* [課題一覧]
[A] 弥生時代開始時期についての文章によると、歴博は水田稲作が北九州から中部日本まで何年かけて伝播したと言っていますか。
[B] 弥生時代開始時期についての文章で、文末が「か。」で終わる文はどれですか。すべて書き出してください。
[C] 弥生時代開始時期についての文章のうち、「歴博発表の弥生時代開始時期について」を含む語句で始まり「有力な論点だと思うのですが。」で終わる部分を、「歴博」を「国立歴史民俗博物館」に変えて書き直してください。

歴博発表の弥生時代開始時期について

(問い)歴博の弥生時代が遡るという発表についての議論では、かつての、 形質の継続する弥生人骨や初期酷似土器が、広範囲に分布している、という着目がなくなっていますが、なぜでしょうか。
 歴博が、水田稲作は400年かけて北九州から中部日本まで伝播した、と言っていることを否定する、有力な論点だと思うのですが。
 何か問題があったのでしょうか。 もしご存知でしたらお教えいただけないでしょうか。

 これに関して、遠賀川式土器や国立科学博物館のHP「日本人遥かな旅展」等の提示もありました。
 
 (南海様より、2011.10.26受け)

(ポイント注釈データセットの記録)
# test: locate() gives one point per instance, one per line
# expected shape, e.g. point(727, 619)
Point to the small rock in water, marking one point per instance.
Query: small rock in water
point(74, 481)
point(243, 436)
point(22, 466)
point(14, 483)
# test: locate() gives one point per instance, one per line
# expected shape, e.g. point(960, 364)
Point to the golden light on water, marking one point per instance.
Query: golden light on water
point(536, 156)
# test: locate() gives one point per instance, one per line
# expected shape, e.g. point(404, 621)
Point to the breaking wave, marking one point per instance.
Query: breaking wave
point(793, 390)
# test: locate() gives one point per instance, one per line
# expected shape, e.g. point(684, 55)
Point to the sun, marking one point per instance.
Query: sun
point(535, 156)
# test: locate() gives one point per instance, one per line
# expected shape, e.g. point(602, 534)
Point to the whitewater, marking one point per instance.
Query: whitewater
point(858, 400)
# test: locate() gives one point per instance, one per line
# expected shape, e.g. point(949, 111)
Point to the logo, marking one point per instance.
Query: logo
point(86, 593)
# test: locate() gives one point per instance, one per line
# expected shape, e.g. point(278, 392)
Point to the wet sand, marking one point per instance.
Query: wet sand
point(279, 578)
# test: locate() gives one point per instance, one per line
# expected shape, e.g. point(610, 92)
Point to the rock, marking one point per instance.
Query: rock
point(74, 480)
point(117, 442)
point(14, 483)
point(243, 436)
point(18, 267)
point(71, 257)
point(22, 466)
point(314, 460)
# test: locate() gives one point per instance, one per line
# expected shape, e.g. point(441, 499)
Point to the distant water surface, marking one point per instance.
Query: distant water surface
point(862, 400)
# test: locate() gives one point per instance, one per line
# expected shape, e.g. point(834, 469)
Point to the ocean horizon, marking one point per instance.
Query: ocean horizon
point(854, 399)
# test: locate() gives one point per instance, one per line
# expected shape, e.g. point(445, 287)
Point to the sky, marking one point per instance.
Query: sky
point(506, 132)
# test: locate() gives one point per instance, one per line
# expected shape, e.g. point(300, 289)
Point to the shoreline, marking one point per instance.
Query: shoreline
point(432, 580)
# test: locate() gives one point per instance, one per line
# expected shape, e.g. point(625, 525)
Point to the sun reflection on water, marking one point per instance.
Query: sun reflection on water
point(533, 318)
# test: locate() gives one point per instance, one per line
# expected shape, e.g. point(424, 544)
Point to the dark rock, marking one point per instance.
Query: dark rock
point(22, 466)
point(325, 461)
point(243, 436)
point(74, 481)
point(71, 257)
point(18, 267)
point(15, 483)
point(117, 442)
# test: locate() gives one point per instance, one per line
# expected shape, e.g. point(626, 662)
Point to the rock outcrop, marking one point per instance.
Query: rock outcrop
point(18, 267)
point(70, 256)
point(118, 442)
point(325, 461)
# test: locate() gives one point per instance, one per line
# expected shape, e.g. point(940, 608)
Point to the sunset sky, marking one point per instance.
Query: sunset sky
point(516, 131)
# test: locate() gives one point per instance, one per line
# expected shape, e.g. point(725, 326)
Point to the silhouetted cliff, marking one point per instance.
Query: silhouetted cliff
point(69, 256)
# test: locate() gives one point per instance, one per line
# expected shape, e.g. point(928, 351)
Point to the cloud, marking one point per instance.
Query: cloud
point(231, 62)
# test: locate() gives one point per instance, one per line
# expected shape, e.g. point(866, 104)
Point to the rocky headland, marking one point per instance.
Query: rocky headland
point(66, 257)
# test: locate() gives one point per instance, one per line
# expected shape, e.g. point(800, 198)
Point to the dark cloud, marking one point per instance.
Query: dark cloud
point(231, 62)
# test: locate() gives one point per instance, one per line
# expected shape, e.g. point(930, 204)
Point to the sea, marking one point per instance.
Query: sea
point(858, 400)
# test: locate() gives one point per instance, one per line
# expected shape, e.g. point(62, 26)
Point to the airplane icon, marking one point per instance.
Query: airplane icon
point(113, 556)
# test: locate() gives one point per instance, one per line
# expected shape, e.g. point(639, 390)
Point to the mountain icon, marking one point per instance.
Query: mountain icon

* [解答例]
[A] 400年かけて伝播したと言っています。

[B]
- (問い)歴博の弥生時代が遡るという発表についての議論では、かつての、 形質の継続する弥生人骨や初期酷似土器が、広範囲に分布している、という着目がなくなっていますが、なぜでしょうか。
- 何か問題があったのでしょうか。
- もしご存知でしたらお教えいただけないでしょうか。

[C]
国立歴史民俗博物館発表の弥生時代開始時期について

(問い)国立歴史民俗博物館の弥生時代が遡るという発表についての議論では、かつての、 形質の継続する弥生人骨や初期酷似土器が、広範囲に分布している、という着目がなくなっていますが、なぜでしょうか。
 国立歴史民俗博物館が、水田稲作は400年かけて北九州から中部日本まで伝播した、と言っていることを否定する、有力な論点だと思うのですが。